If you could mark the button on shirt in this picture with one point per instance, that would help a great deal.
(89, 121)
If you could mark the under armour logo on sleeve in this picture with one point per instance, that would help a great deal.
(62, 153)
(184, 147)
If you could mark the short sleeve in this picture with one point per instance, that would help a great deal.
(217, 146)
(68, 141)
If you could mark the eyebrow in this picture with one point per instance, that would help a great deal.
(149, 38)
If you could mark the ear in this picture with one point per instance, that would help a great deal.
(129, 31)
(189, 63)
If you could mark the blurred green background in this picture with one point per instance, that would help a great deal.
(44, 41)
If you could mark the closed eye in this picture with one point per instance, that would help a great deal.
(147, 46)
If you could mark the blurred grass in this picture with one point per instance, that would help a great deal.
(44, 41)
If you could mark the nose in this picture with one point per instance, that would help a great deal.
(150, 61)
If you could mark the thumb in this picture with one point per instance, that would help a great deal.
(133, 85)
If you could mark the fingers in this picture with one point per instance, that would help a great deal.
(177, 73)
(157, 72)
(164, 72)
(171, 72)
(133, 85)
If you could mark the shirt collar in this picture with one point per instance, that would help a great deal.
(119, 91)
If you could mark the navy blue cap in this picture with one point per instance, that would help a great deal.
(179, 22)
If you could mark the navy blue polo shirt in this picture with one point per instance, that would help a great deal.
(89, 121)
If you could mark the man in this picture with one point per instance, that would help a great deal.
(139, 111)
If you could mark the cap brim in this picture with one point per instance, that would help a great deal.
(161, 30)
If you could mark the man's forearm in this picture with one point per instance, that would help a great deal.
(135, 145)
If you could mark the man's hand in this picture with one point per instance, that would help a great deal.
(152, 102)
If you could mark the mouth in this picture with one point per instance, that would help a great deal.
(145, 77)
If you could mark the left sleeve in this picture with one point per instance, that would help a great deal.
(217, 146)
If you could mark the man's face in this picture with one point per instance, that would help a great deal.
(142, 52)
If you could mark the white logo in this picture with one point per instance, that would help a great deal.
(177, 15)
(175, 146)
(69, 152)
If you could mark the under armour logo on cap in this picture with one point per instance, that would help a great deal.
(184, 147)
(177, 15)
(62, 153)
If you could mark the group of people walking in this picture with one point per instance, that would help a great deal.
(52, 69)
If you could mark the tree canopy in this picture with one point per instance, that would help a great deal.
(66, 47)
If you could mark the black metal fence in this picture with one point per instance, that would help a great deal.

****************************************

◆ **WORK INSTRUCTIONS**: Could you edit the records from the line that has "If you could mark the man's forearm" through the end, putting "person's" in place of "man's" and leaving everything else unchanged?

◆ **OUTPUT OF THE TASK**:
If you could mark the person's forearm in this picture with one point per instance, that would help a great deal.
(135, 145)
If you could mark the person's hand in this picture with one point per instance, that would help a great deal.
(152, 102)
If you could mark the mouth in this picture with one point per instance, that would help a great deal.
(145, 77)
If you could mark the left sleeve in this picture with one point per instance, that would help a great deal.
(217, 146)
If you could mark the person's face in this picture with one point per instance, that would help a great deal.
(142, 52)
If you could mark the white logo in this picture with one point per instance, that would help a great deal.
(177, 15)
(175, 146)
(69, 152)
If you could mark the under armour logo on cap in this picture with one point per instance, that would help a great deal.
(184, 147)
(177, 15)
(62, 153)
If you could mark the group of people walking in this picture with one point per instance, that would help a great deal.
(52, 69)
If you could mark the tree canopy in this picture with one point per instance, that would help a great deal.
(66, 47)
If you could mark the black metal fence in this picture with one point per instance, that would help a great deal.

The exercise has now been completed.